(Aim of the task): Rewrite the records below as a numbered list without blank lines, beginning with the line containing "Target: long metal handle" and continuing through the line containing "[[[153,0],[151,14],[160,21],[183,26],[190,21],[199,0]]]". Include only those lines.

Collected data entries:
• • • • • • •
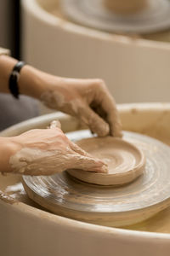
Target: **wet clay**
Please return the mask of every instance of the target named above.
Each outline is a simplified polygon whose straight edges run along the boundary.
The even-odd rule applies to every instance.
[[[76,131],[81,137],[83,131]],[[124,139],[144,151],[143,175],[123,186],[82,182],[63,172],[51,177],[24,177],[31,199],[56,214],[109,226],[139,223],[170,206],[170,149],[133,132]]]
[[[117,185],[132,182],[143,173],[145,164],[143,152],[122,139],[93,137],[78,141],[76,144],[108,166],[107,173],[68,171],[80,180],[100,185]]]

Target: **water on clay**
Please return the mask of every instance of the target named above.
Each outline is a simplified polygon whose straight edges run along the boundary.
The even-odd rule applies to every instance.
[[[71,140],[77,140],[85,138],[87,137],[90,137],[91,134],[89,131],[86,131],[82,135],[81,137],[77,137],[76,132],[71,132],[67,134],[68,137]],[[167,143],[167,144],[170,145],[169,140],[165,140],[165,137],[160,137],[161,141],[163,143]],[[20,175],[0,175],[0,189],[10,197],[14,198],[14,200],[18,200],[25,204],[27,204],[31,207],[37,207],[38,209],[42,209],[43,211],[48,212],[46,209],[42,208],[41,206],[31,201],[26,195],[22,183],[21,177]],[[154,217],[143,221],[142,223],[139,223],[137,224],[130,225],[123,227],[123,229],[133,230],[144,230],[144,231],[150,231],[150,232],[159,232],[159,233],[170,233],[170,207],[167,209],[160,212]],[[110,225],[111,226],[111,225]]]

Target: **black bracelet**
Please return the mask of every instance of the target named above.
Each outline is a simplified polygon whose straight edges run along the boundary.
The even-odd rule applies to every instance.
[[[8,89],[9,89],[11,94],[16,99],[19,99],[19,96],[20,96],[20,90],[19,90],[19,85],[18,85],[20,72],[20,69],[25,65],[26,65],[26,63],[24,61],[18,61],[16,63],[16,65],[14,65],[13,71],[10,74],[9,79],[8,79]]]

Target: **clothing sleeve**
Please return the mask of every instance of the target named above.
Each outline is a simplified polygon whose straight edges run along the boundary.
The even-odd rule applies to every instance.
[[[10,55],[10,50],[8,49],[0,47],[0,55]]]

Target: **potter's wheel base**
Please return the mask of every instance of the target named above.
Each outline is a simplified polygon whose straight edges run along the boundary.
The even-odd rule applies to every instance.
[[[170,27],[170,2],[150,0],[148,9],[133,15],[106,9],[103,0],[63,0],[65,15],[82,26],[109,32],[151,33]]]
[[[68,133],[70,139],[89,137],[87,131]],[[122,187],[93,185],[65,172],[50,177],[23,177],[29,197],[52,212],[115,227],[149,218],[170,206],[170,149],[162,143],[133,132],[124,139],[146,156],[144,174]]]

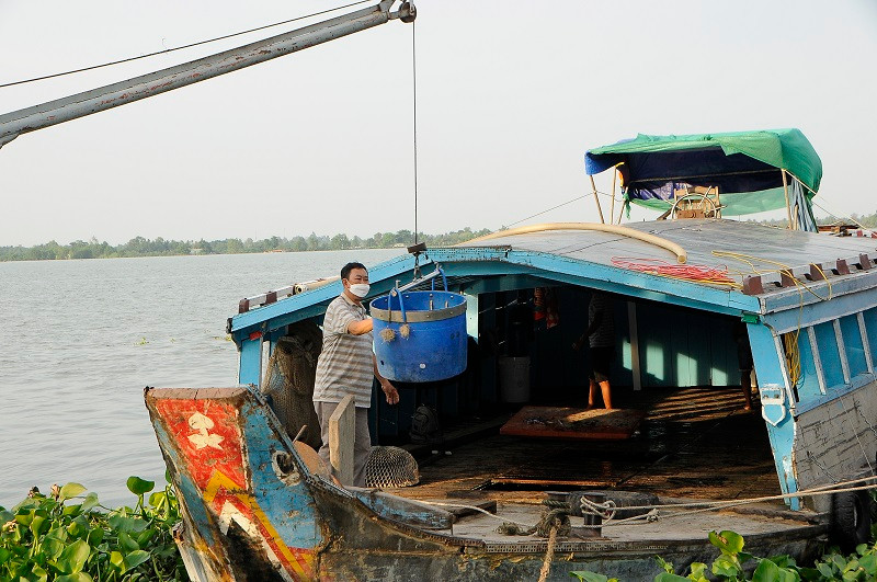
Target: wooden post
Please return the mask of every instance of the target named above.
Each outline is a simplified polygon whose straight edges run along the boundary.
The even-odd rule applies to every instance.
[[[630,332],[630,372],[633,373],[634,390],[642,389],[642,377],[639,369],[639,332],[637,329],[637,304],[627,301],[627,326]]]
[[[353,484],[353,441],[356,437],[356,404],[348,395],[329,416],[329,464],[341,484]]]
[[[788,182],[786,181],[786,170],[781,169],[781,174],[783,174],[783,193],[786,195],[786,214],[788,215],[788,227],[791,230],[795,230],[795,224],[791,221],[791,205],[788,202]]]
[[[594,202],[596,203],[596,212],[600,213],[600,222],[605,225],[606,221],[603,219],[603,208],[600,207],[600,197],[596,194],[596,184],[594,183],[594,176],[589,175],[588,178],[591,179],[591,189],[594,191]]]
[[[613,220],[615,220],[615,182],[618,181],[618,167],[614,166],[612,168],[612,202],[610,203],[610,224],[614,225]],[[594,194],[596,196],[596,194]]]

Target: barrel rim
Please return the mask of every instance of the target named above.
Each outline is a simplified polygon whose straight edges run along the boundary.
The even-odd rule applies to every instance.
[[[442,292],[442,293],[449,293],[449,292]],[[372,304],[372,317],[378,319],[380,321],[387,321],[390,323],[422,323],[424,321],[442,321],[444,319],[451,319],[458,316],[462,316],[466,312],[466,298],[463,298],[463,303],[459,305],[455,305],[454,307],[442,307],[441,309],[433,309],[432,311],[423,311],[422,309],[417,310],[406,310],[406,319],[402,319],[402,312],[398,309],[394,309],[390,312],[389,309],[380,309],[379,307],[375,307],[374,303]]]

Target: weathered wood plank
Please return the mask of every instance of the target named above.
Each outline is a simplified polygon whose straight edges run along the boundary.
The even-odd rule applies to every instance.
[[[329,464],[342,484],[353,484],[353,441],[356,435],[356,406],[348,395],[329,416]]]

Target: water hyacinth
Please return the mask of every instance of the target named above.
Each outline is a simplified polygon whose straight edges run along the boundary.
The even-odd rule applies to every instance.
[[[171,532],[179,502],[170,483],[155,486],[128,478],[134,507],[104,507],[79,483],[49,495],[33,488],[11,510],[0,506],[0,580],[189,580]]]

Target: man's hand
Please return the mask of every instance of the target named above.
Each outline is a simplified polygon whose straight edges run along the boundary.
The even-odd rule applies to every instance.
[[[387,378],[380,380],[380,389],[384,390],[384,396],[387,397],[388,404],[399,403],[399,391],[392,384],[390,384],[390,380]]]

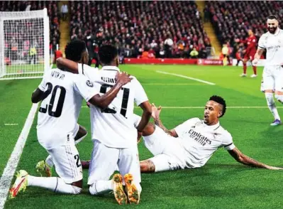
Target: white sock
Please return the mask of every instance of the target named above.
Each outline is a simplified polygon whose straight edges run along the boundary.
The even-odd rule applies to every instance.
[[[38,186],[52,191],[55,193],[66,194],[80,193],[82,188],[65,183],[58,177],[36,177],[28,176],[28,186]]]
[[[45,163],[48,165],[49,167],[50,167],[50,168],[54,166],[53,159],[52,159],[52,156],[50,155],[48,155],[48,156],[46,158]]]
[[[89,190],[93,195],[99,195],[109,192],[113,191],[112,181],[96,181],[89,187]]]
[[[278,119],[280,120],[280,117],[279,116],[277,109],[276,108],[274,100],[273,99],[273,93],[265,93],[265,98],[267,102],[267,106],[270,112],[272,113],[274,119]]]

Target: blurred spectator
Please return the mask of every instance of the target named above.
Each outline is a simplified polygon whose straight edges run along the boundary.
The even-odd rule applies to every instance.
[[[66,21],[67,15],[68,14],[68,6],[65,2],[61,6],[61,14],[63,21]]]
[[[223,65],[227,65],[226,63],[230,64],[229,48],[228,48],[227,44],[223,45],[221,52],[223,55]]]
[[[1,1],[0,11],[24,11],[39,10],[46,8],[49,16],[50,23],[50,41],[51,48],[53,50],[56,48],[56,45],[59,43],[60,33],[59,31],[59,16],[57,15],[57,4],[55,1]],[[38,40],[37,55],[43,55],[43,43],[41,35],[43,31],[36,30],[38,24],[43,24],[39,19],[22,19],[13,21],[5,21],[4,29],[6,38],[6,47],[11,50],[5,50],[5,56],[13,60],[21,58],[26,60],[28,60],[30,54],[30,45],[34,37]],[[28,27],[27,27],[28,26]]]
[[[194,48],[193,50],[189,53],[189,55],[191,58],[196,59],[199,56],[199,52],[196,50],[195,48]]]
[[[210,19],[222,44],[228,43],[235,58],[238,47],[252,29],[258,40],[267,31],[266,21],[270,14],[283,18],[283,1],[206,1]],[[279,22],[280,28],[283,22]]]
[[[211,46],[194,1],[72,1],[69,4],[71,39],[86,40],[102,28],[102,43],[116,45],[125,57],[137,58],[152,48],[156,58],[184,58],[185,48],[191,45],[198,49]]]

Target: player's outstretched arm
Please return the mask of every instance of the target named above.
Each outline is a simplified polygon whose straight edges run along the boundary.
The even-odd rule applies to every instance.
[[[171,129],[168,130],[162,124],[161,122],[161,119],[160,118],[160,114],[161,112],[161,106],[159,106],[159,107],[156,107],[155,104],[152,103],[151,104],[151,108],[152,108],[152,114],[151,117],[153,118],[155,121],[155,125],[158,126],[160,127],[163,131],[165,132],[165,133],[174,136],[174,137],[178,137],[178,134],[176,133],[176,131],[174,129]]]
[[[56,65],[57,68],[60,70],[65,70],[66,71],[75,74],[79,73],[78,65],[79,64],[72,60],[63,58],[59,58],[56,60]]]
[[[136,129],[138,132],[141,133],[150,119],[152,110],[150,103],[148,100],[141,103],[139,106],[143,109],[143,115]]]
[[[130,75],[120,72],[117,73],[116,79],[116,83],[109,91],[101,96],[97,94],[92,97],[88,102],[100,108],[106,108],[117,96],[121,88],[132,80],[132,78],[130,77]]]
[[[243,154],[240,150],[238,149],[237,147],[235,147],[232,150],[228,150],[228,151],[237,161],[246,166],[255,167],[255,168],[267,168],[271,170],[283,169],[282,168],[270,166],[265,164],[260,163],[259,161],[257,161],[250,158],[249,156]]]

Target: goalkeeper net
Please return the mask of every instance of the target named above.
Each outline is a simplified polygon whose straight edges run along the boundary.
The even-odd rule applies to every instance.
[[[0,12],[0,80],[41,77],[50,64],[47,9]]]

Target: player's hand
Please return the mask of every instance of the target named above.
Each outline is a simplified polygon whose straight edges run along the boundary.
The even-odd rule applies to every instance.
[[[275,166],[267,166],[267,168],[270,169],[270,170],[283,170],[283,168],[275,167]]]
[[[159,117],[159,115],[161,112],[161,109],[162,109],[161,106],[159,106],[157,108],[157,107],[156,107],[156,106],[154,103],[151,104],[151,110],[152,110],[151,117],[153,119],[156,119],[156,118]]]
[[[258,63],[258,59],[257,59],[257,58],[255,58],[255,59],[253,60],[253,62],[252,62],[252,64],[253,64],[253,65],[254,65],[254,66],[257,66],[257,63]]]
[[[130,76],[131,75],[126,72],[117,72],[117,74],[116,75],[116,82],[124,85],[133,80],[133,78],[130,77]]]

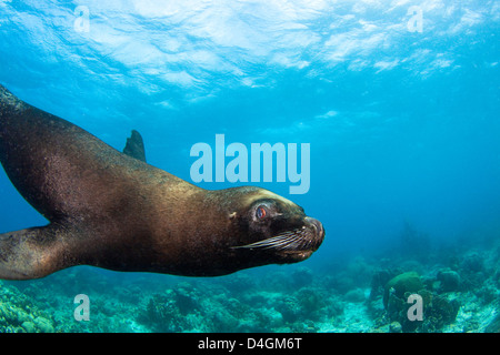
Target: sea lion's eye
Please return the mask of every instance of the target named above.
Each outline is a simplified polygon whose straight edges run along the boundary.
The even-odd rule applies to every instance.
[[[256,211],[256,215],[259,220],[262,220],[268,214],[268,211],[264,206],[258,206]]]

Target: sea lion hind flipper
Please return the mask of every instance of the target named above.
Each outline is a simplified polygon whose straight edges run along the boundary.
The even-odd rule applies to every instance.
[[[123,153],[146,163],[144,141],[138,131],[132,130],[132,134],[127,139]]]
[[[0,278],[40,278],[71,266],[59,247],[66,233],[49,224],[0,234]]]

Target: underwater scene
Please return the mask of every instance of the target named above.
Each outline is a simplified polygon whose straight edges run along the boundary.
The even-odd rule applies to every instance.
[[[0,0],[0,333],[500,333],[499,36],[494,0]]]

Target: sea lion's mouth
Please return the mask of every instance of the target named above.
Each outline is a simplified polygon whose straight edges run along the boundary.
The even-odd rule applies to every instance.
[[[281,252],[316,252],[324,239],[324,229],[316,219],[306,217],[306,225],[278,235],[233,248],[274,250]]]

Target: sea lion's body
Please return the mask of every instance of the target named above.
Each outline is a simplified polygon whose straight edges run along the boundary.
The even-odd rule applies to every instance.
[[[242,233],[240,211],[250,200],[262,195],[284,210],[300,209],[288,200],[257,187],[200,189],[1,85],[0,161],[23,197],[51,222],[0,234],[0,278],[42,277],[80,264],[206,276],[299,261],[300,253],[270,258],[269,251],[250,255],[254,248],[244,247],[256,234]],[[313,250],[323,237],[322,227],[317,232]]]

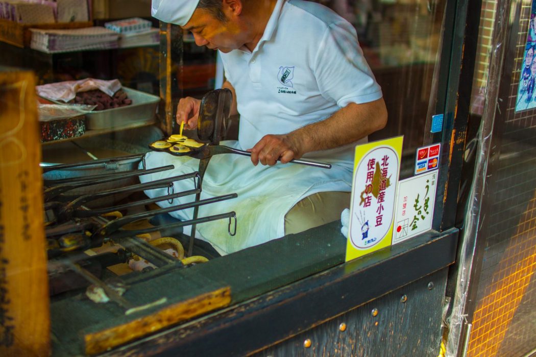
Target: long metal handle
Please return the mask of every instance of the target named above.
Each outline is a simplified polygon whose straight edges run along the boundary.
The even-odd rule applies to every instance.
[[[244,156],[251,156],[251,153],[249,151],[244,151],[242,150],[233,149],[225,145],[218,145],[213,146],[211,149],[215,151],[216,154],[237,154],[244,155]],[[221,152],[219,152],[221,150]],[[279,160],[278,159],[278,161]],[[304,160],[303,159],[294,159],[291,160],[290,162],[294,164],[300,164],[301,165],[307,165],[308,166],[314,166],[315,168],[321,168],[322,169],[331,169],[331,164],[326,164],[323,162],[318,162],[317,161],[311,161],[311,160]]]

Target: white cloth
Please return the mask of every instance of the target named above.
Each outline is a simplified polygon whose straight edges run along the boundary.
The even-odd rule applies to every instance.
[[[240,148],[236,141],[222,145]],[[238,198],[199,208],[199,216],[206,217],[231,211],[236,212],[236,234],[228,233],[226,219],[197,225],[197,236],[211,243],[225,255],[260,244],[285,235],[285,215],[304,197],[323,191],[349,192],[352,187],[352,168],[344,162],[324,158],[333,164],[331,169],[288,163],[273,166],[253,166],[249,157],[226,154],[213,156],[203,181],[201,199],[230,193]],[[146,167],[151,169],[173,164],[170,171],[143,175],[142,183],[196,171],[199,160],[176,157],[165,153],[151,152],[145,156]],[[141,164],[140,164],[141,166]],[[192,180],[176,181],[174,192],[191,189]],[[168,189],[146,191],[150,197],[168,194]],[[172,203],[159,202],[162,207],[192,202],[195,195],[175,199]],[[173,217],[184,221],[191,219],[193,209],[172,212]]]
[[[382,97],[352,25],[311,2],[279,0],[252,52],[244,47],[221,55],[236,90],[244,149],[267,134],[326,119],[351,102]],[[353,161],[355,146],[306,157]]]
[[[153,0],[151,14],[160,21],[183,26],[190,21],[199,0]]]

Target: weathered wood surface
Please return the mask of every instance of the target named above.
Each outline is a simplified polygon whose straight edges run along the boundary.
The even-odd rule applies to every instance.
[[[447,273],[442,269],[252,355],[435,357]]]
[[[228,306],[230,289],[225,287],[167,306],[153,314],[84,336],[86,353],[95,354],[171,325]]]
[[[236,303],[343,262],[346,239],[340,230],[340,222],[333,222],[207,264],[135,274],[126,279],[130,287],[124,297],[137,304],[163,297],[178,302],[228,286],[232,291],[231,303]],[[296,249],[302,250],[303,259],[295,259]],[[116,304],[95,304],[83,296],[53,301],[51,311],[53,333],[58,338],[53,352],[58,356],[83,353],[81,336],[132,320]]]
[[[0,72],[0,355],[47,356],[50,315],[35,81]]]

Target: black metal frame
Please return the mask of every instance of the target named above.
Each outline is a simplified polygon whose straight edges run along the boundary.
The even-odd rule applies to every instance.
[[[422,234],[102,355],[254,353],[448,267],[458,233]]]
[[[444,84],[438,89],[436,107],[443,113],[443,126],[432,135],[442,146],[432,225],[439,231],[456,223],[481,5],[481,0],[447,2],[439,74]]]

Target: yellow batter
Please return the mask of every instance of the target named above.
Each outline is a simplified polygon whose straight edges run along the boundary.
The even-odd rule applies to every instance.
[[[182,141],[183,140],[185,140],[187,139],[188,139],[187,136],[184,136],[184,135],[183,135],[182,134],[175,134],[172,135],[170,136],[169,136],[169,138],[168,138],[167,142],[177,142],[178,141]]]
[[[188,146],[190,148],[200,148],[205,145],[202,142],[196,141],[193,139],[187,139],[184,141],[181,141],[181,143],[184,146]]]
[[[166,141],[162,141],[161,140],[155,141],[151,145],[151,146],[155,149],[167,149],[171,146],[172,145],[169,142],[166,142]]]

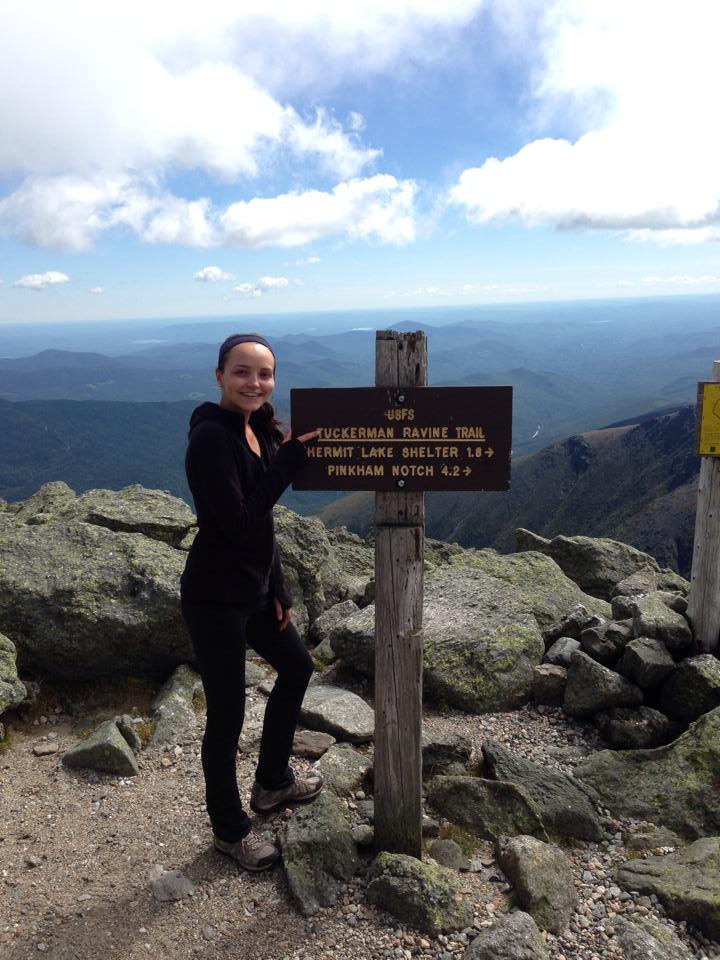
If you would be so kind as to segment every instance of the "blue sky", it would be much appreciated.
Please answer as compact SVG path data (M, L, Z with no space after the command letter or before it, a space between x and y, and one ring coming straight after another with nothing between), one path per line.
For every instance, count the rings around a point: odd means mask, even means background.
M4 4L0 322L720 292L715 0Z

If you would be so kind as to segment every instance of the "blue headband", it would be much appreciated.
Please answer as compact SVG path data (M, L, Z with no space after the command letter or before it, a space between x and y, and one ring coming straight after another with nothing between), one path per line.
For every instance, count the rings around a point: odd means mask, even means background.
M226 353L232 350L233 347L236 347L239 343L259 343L263 347L267 347L270 353L273 355L273 360L277 363L277 357L275 356L275 351L267 342L265 337L261 337L259 333L238 333L235 337L229 337L220 347L220 352L218 353L218 367L222 367L223 358Z

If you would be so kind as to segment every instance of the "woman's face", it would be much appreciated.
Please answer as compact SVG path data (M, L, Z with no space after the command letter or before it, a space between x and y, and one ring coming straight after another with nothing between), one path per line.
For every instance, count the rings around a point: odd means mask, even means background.
M249 417L270 399L275 387L275 358L261 343L238 343L215 371L220 406Z

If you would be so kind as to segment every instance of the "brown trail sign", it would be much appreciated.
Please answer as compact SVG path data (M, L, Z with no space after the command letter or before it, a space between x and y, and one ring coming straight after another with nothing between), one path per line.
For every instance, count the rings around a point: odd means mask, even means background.
M296 490L375 490L375 847L421 856L425 490L508 490L512 387L428 387L422 332L376 334L375 387L292 390Z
• • • • • • •
(Solution to this problem):
1. Target: long metal handle
2. Please return the mask of every instance of the target named above.
3. Each outline is a simplified polygon whose straight edges run along the boundary.
4. The even-odd rule applies to every instance.
5. [[[244,156],[251,156],[251,153],[249,151],[244,151],[242,150],[233,149],[225,145],[218,145],[213,146],[211,149],[215,151],[216,154],[237,154],[244,155]],[[221,152],[219,152],[221,150]],[[279,160],[278,159],[278,161]],[[304,160],[303,159],[294,159],[291,160],[290,162],[294,164],[300,164],[301,165],[307,165],[308,166],[314,166],[315,168],[321,168],[322,169],[331,169],[331,164],[326,164],[323,162],[318,162],[317,161],[311,161],[311,160]]]
6. Target: white cloth
7. Please return the mask of every instance of the target named above.
8. Each outline is a simplified polygon whose straight edges run along the boundary.
9. The even-odd rule applies to every instance.
10. [[[240,148],[236,141],[222,145]],[[238,198],[199,208],[199,216],[206,217],[231,211],[236,212],[236,234],[228,233],[226,219],[197,225],[197,236],[211,243],[225,255],[260,244],[285,235],[285,215],[304,197],[323,191],[349,192],[352,187],[352,168],[344,162],[324,158],[333,164],[331,169],[288,163],[273,166],[253,166],[249,157],[226,154],[213,156],[203,181],[201,199],[230,193]],[[146,167],[151,169],[173,164],[170,171],[143,175],[142,183],[196,171],[199,160],[176,157],[165,153],[151,152],[145,156]],[[141,164],[140,164],[141,166]],[[192,180],[176,181],[174,192],[191,189]],[[168,189],[146,191],[150,197],[168,194]],[[172,203],[159,202],[162,207],[192,202],[195,195],[175,199]],[[173,217],[184,221],[191,219],[193,209],[172,212]]]
11. [[[382,97],[352,25],[311,2],[279,0],[252,52],[244,47],[221,55],[236,90],[244,149],[267,134],[326,119],[351,102]],[[353,161],[355,146],[306,157]]]
12. [[[153,0],[151,14],[160,21],[183,26],[190,21],[199,0]]]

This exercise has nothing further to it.